> **GIVEN REQUEST**
Reproduce the entries in full, with no changes.

> **DATA ENTRIES**
= = = = =

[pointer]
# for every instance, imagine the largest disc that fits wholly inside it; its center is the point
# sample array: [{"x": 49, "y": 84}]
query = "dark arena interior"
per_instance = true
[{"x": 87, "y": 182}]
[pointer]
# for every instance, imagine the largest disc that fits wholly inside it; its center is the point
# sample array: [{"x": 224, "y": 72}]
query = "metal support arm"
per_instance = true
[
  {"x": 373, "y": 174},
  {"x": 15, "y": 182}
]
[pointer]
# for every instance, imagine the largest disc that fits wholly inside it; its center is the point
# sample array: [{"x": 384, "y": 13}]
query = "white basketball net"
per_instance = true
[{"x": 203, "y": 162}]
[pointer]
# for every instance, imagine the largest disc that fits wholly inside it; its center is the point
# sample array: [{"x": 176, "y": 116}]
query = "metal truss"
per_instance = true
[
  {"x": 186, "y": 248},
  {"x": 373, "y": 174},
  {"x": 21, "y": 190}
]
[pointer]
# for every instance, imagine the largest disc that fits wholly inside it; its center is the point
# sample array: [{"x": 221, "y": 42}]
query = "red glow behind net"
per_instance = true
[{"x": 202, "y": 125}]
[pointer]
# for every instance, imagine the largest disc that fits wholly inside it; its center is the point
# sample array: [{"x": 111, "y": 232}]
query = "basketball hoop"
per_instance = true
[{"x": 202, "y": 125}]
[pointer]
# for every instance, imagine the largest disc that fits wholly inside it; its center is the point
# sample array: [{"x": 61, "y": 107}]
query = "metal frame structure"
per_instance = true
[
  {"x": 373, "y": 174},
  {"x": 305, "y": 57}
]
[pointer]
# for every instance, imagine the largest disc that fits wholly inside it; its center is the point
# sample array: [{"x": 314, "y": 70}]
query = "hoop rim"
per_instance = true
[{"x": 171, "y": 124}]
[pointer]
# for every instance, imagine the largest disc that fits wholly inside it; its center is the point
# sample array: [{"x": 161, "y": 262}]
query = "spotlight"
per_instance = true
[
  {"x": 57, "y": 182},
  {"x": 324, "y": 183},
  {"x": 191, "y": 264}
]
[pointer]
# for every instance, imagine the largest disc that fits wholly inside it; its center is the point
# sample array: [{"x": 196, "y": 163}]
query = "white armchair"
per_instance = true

= = = = =

> **THE ANSWER**
[pointer]
# for every instance, imagine the largest disc that fits wholly inside it; its center is the point
# sample array: [{"x": 49, "y": 84}]
query = "dark arena interior"
per_instance = true
[{"x": 87, "y": 182}]
[pointer]
# for every instance, imagine the largest disc that fits wholly inside it; its center is the point
# sample array: [{"x": 224, "y": 72}]
query = "metal support arm"
per_instance = true
[
  {"x": 373, "y": 174},
  {"x": 15, "y": 182}
]
[pointer]
# for every instance, imagine the largest disc that fits wholly inside it; its center is the point
# sample array: [{"x": 384, "y": 13}]
query = "white basketball net"
per_instance = true
[{"x": 203, "y": 162}]
[pointer]
# for every instance, imagine the largest disc that fits wholly inside it; its center is the point
# sample array: [{"x": 176, "y": 116}]
query = "metal truss"
per_instance = true
[
  {"x": 186, "y": 248},
  {"x": 373, "y": 174},
  {"x": 21, "y": 190}
]
[pointer]
# for every instance, imagine the largest disc that fits wholly inside it; its center is the point
# sample array: [{"x": 221, "y": 42}]
query = "red glow behind net"
per_instance = true
[{"x": 202, "y": 125}]
[pointer]
# for every instance, imagine the largest disc that fits wholly inside it; its center is the point
# sample array: [{"x": 111, "y": 232}]
query = "basketball hoop"
per_instance = true
[{"x": 202, "y": 125}]
[pointer]
# for every instance, imagine the largest disc that fits wholly inside it; its center is the point
# sample array: [{"x": 61, "y": 107}]
query = "metal frame structure"
per_instance = true
[
  {"x": 373, "y": 174},
  {"x": 305, "y": 57}
]
[pointer]
# for every instance, imagine the largest disc that fits wholly inside it; its center is the point
# sample array: [{"x": 314, "y": 70}]
query = "hoop rim"
per_instance = true
[{"x": 171, "y": 124}]
[pointer]
# for every instance, imagine the largest disc that fits wholly inside it; its center is the point
# sample array: [{"x": 161, "y": 262}]
query = "spotlight"
per_instance = true
[
  {"x": 57, "y": 182},
  {"x": 324, "y": 183},
  {"x": 191, "y": 264}
]
[pointer]
# for every instance, imagine the largest disc that fits wholly inside it; its center is the point
# sample array: [{"x": 196, "y": 163}]
query = "white armchair"
per_instance = true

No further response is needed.